_Set exercise:_
Would you transcribe the listing that follows, character for character, and omit its images?

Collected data
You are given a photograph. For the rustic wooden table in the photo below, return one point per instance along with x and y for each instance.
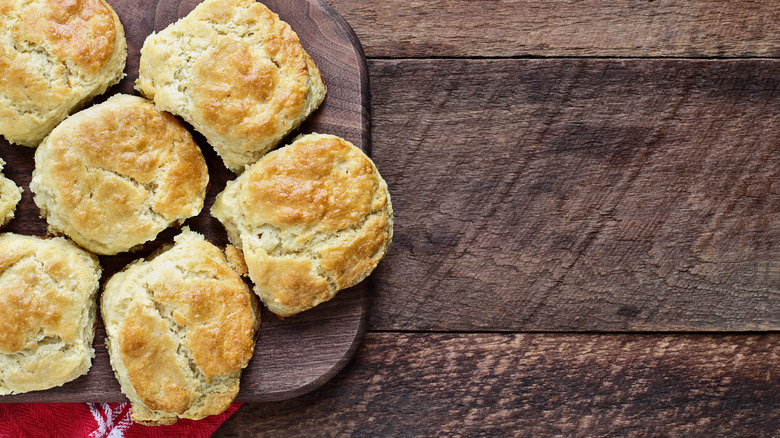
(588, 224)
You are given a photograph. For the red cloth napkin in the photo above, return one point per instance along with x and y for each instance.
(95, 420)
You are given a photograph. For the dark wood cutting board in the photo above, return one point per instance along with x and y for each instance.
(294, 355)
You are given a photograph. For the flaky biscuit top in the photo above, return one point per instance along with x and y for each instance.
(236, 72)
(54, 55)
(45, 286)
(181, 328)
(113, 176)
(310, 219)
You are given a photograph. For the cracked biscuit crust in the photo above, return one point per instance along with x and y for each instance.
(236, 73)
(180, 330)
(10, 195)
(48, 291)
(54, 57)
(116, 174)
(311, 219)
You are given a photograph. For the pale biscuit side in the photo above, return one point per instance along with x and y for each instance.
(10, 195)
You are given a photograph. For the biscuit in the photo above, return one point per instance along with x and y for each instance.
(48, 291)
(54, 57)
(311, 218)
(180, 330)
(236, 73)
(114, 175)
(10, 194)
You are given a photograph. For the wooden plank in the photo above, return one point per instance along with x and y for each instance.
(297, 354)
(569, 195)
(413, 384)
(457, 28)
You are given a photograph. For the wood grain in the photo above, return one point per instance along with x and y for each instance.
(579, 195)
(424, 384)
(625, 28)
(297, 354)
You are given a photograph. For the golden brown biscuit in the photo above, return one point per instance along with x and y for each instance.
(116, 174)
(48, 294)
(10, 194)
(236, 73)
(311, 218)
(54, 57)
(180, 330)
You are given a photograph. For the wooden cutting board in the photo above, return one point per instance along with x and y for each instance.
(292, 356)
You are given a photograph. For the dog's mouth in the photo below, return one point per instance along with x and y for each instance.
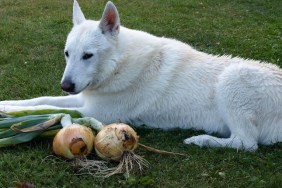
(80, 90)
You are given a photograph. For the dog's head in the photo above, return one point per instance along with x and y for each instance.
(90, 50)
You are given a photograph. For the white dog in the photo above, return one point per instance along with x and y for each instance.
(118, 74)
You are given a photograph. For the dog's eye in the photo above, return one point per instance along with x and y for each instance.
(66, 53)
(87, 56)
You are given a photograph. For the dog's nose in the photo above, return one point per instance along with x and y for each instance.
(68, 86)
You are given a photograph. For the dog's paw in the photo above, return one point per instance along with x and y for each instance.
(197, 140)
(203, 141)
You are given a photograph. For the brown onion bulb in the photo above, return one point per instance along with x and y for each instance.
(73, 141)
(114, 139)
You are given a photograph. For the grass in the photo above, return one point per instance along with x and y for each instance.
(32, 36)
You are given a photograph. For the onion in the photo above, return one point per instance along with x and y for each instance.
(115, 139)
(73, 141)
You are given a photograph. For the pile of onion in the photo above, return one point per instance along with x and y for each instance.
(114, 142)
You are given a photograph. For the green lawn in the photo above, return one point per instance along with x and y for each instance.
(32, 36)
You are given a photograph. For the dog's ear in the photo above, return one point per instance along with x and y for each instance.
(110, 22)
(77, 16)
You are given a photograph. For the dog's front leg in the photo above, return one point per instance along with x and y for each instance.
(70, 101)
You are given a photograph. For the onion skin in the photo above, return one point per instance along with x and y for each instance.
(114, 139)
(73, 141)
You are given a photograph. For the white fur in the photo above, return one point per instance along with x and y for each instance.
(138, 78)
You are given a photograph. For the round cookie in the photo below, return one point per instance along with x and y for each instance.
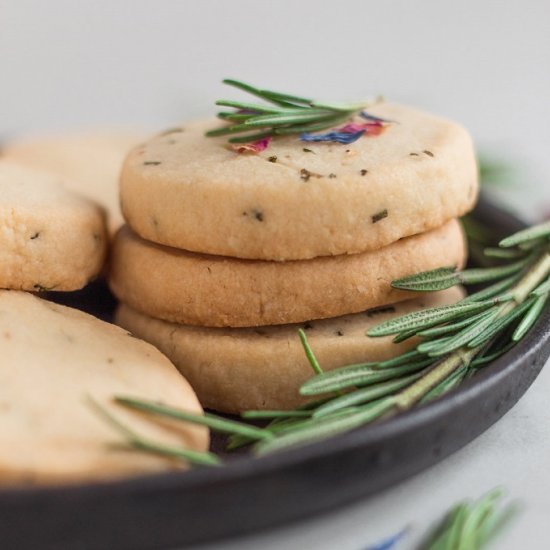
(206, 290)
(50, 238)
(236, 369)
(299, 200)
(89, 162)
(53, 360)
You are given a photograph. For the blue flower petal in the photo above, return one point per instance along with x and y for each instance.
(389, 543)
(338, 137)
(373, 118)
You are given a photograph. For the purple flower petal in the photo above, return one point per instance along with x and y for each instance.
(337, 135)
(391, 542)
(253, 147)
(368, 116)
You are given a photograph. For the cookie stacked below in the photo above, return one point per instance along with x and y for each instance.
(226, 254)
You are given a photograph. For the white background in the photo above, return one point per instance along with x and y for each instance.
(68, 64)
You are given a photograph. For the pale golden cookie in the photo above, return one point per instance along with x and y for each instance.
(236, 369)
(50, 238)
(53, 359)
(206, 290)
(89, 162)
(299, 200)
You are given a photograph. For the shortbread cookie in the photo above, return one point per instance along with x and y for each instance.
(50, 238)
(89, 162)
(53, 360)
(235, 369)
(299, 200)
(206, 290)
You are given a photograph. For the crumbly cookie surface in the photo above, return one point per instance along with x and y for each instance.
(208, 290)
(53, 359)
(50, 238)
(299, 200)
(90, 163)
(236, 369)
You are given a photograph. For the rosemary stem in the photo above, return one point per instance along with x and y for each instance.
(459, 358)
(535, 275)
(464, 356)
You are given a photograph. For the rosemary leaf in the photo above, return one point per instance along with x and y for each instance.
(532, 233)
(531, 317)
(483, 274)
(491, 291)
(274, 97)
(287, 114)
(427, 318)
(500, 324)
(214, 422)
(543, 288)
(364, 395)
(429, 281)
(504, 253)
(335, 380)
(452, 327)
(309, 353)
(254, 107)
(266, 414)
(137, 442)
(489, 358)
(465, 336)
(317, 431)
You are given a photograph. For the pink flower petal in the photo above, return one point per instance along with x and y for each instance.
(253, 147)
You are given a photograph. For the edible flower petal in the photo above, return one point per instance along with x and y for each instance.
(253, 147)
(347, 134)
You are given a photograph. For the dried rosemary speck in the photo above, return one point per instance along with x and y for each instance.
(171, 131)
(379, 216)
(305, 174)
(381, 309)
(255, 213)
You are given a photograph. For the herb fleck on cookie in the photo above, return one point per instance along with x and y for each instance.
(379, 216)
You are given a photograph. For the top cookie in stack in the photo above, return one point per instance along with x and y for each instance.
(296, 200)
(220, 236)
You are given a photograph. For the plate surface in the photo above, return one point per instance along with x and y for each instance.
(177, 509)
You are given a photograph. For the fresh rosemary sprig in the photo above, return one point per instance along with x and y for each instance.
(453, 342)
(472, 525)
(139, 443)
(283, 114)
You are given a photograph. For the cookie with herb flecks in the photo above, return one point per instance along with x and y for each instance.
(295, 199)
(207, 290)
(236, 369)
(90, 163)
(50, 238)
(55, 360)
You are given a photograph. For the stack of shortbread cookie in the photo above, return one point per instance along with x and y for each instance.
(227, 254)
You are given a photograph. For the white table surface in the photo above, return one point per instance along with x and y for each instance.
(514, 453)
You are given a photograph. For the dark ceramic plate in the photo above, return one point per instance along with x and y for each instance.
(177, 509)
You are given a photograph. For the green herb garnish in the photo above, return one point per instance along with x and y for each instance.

_Result of the task:_
You are given a photograph. For the rustic wooden table in the photo below, return one point per instance along with x and y for each instance.
(588, 224)
You are given a photograph. For the red cloth napkin in the photo above, return one point per instance along with x and y for each instance.
(95, 420)
You are given a photograph. For the dark wood cutting board in the photo above, return one point per instance along with x and y for each instance.
(294, 355)
You are given a photograph. For the flaky biscuit top in the photo above, return one point per instance along with x and y for each instance.
(236, 72)
(54, 55)
(45, 286)
(181, 328)
(113, 176)
(310, 219)
You are given a photograph. For the cracked biscuit crust in the photo above, return one point per instance along with x and y for each instance.
(236, 73)
(180, 330)
(10, 195)
(48, 291)
(54, 57)
(116, 174)
(311, 219)
You are given a photograph. For the pale biscuit side in the photo above, return one point per instance along with x and y for each instance.
(10, 195)
You are given a photograph. For the biscuit in the photo above, return one point per instance along with x and y for each instance.
(48, 291)
(54, 57)
(311, 218)
(180, 330)
(236, 73)
(114, 175)
(10, 194)
You are given a photograph. For the wooden plank in the photo above, return one point per instance along with x and y for each instance.
(297, 354)
(569, 195)
(413, 384)
(457, 28)
You are given a photograph. For the wood grain in the photo above, return one point per instance along with x and y for each instance.
(579, 195)
(424, 384)
(625, 28)
(297, 354)
You are given a photograph. For the golden brown biscuit in the photo above, return one point per instance along with x and y for each instance.
(116, 174)
(48, 294)
(10, 194)
(236, 73)
(311, 218)
(54, 57)
(180, 330)
You are given a photograph. For the wooden cutting board in the photo above, return one point per instance along with x and y for each instance.
(292, 356)
You are given a photograph. For the dog's mouth in the photo below, return one point per instance along with x and y for each instance.
(80, 90)
You are given a photograph. For the dog's head in the photo above, return one point per instance along with x and y for each instance.
(90, 50)
You are given a photograph. For the white dog in the photo above, return one point per instance along with x and y for each instance.
(118, 74)
You are given a photograph. For the dog's eye in the photo above, return one point per instance along with x and y for each instance.
(66, 53)
(87, 56)
You are given a photograph. For the dog's nose in the photo above, return one point per instance along with x and y for each instance.
(68, 86)
You are given a photograph. For the dog's paw in the photo above, return one point per instance along with x and y for each instance.
(197, 140)
(203, 141)
You are given a photograph. For the brown onion bulb in the photo above, return one point per instance along with x and y for each instance.
(73, 141)
(114, 139)
You are given a photograph. For the grass in the photo above, return one point per instance along with x and y for each instance.
(32, 36)
You are given a photograph. For the onion in the photo above, return one point per instance along with x and y for each instance.
(115, 139)
(73, 141)
You are given a photograph. For the pile of onion in the photo above, return one point per instance along with x and y for each instance.
(114, 142)
You are given a photograph. For the green lawn in the photo above, return one point per instance along with x and y for each instance.
(32, 36)
You are given a photograph. For the dog's ear in the photo above, return one point per instance along with x and y for each instance.
(110, 22)
(77, 16)
You are given a photograph. For the dog's front leg in the photo above, return one point per instance along with x and y for each instance.
(70, 101)
You are given a photograph. For the onion skin in the photo above, return one point per instance along with x and y for each instance.
(114, 139)
(73, 141)
You are given a photograph. For the white fur in the photo above, return one point per instance along with x and y for each instance.
(138, 78)
You are given a photograph. For the round cookie in the photo below, return one point per instance along with x and y for each instance.
(206, 290)
(50, 238)
(236, 369)
(299, 200)
(89, 162)
(53, 360)
You are given a photograph. For the blue flower petal in the photo above, return one point per instance along with x and y for each instance.
(389, 543)
(338, 137)
(373, 118)
You are given a photograph. For the purple flower petal in the photo above, return one point per instance along with x and y for each instance.
(337, 135)
(391, 542)
(253, 147)
(368, 116)
You are given a photograph. For the cookie stacked below in the photo above, return one point per instance along with x and y for each instance.
(226, 254)
You are given a photograph. For the white background in the photo above, return one point per instance along with x and y for each instance.
(68, 64)
You are given a photograph. For the pale golden cookie in the photo above, return one point per instance along with x and y for each instance.
(236, 369)
(50, 238)
(53, 359)
(206, 290)
(89, 162)
(299, 200)
You are given a photograph. For the shortbread cookie in the photo above, return one point per instance along with x and y for each instance.
(50, 238)
(89, 162)
(53, 360)
(235, 369)
(299, 200)
(206, 290)
You are given a photograph. For the crumbly cookie surface in the photo above, return one point per instance along with x and y for each instance.
(208, 290)
(53, 359)
(50, 238)
(299, 200)
(90, 163)
(236, 369)
You are given a photograph. For the rosemary stem in the photo above, return one point per instance along with x and y for each instance.
(459, 358)
(535, 275)
(464, 356)
You are given a photograph. For the rosemary leaf in the photo above, return one point per instance along with x and y for each instance.
(532, 233)
(531, 317)
(483, 274)
(491, 291)
(274, 97)
(287, 114)
(427, 318)
(500, 324)
(214, 422)
(543, 288)
(364, 395)
(429, 281)
(504, 253)
(335, 380)
(452, 327)
(309, 353)
(254, 107)
(266, 414)
(137, 442)
(489, 358)
(465, 336)
(317, 431)
You are given a photograph. For the pink flower petal in the photo above, return one point per instance along with x and y for each instance.
(253, 147)
You are given a photograph. For the edible flower petal in the photo above, return one point per instance along with x and y for each instance.
(253, 147)
(347, 134)
You are given a photograph. For the dried rosemary speck in the photo above, return one point per instance along with x and y for each instance.
(171, 131)
(379, 216)
(305, 174)
(381, 309)
(255, 213)
You are given a photograph. For the herb fleck on cookie in the photo above, return one point per instance along with x and y for each instance.
(379, 216)
You are given a photograph. For the top cookie in stack in the photo above, return one point per instance along with x and y for each instance.
(296, 200)
(220, 236)
You are given a photograph. For the plate surface in the photo above, return one point per instance along with x and y for each instance.
(177, 509)
You are given a photograph. For the fresh rosemary sprig in the photo above, return one point per instance along with x and y for each instance.
(453, 342)
(472, 525)
(139, 443)
(283, 114)
You are given a photograph. For the cookie with herb flecks in the photo above, return one point per instance along with x and y for each instance.
(295, 199)
(207, 290)
(236, 369)
(90, 163)
(50, 238)
(55, 360)
You are given a photograph. For the stack of shortbread cookie in the photo above, return one point per instance along with x and y for each instance.
(227, 254)
You are given a photograph. For the white table surface in the photo above, return one point per instance along with x and y for each instance.
(514, 453)
You are given a photograph. For the dark ceramic plate in the photo above, return one point per instance along with x and y for each instance.
(177, 509)
You are given a photograph. For the green herb garnish in the photo above, return one point per instance along with x and y for each instance.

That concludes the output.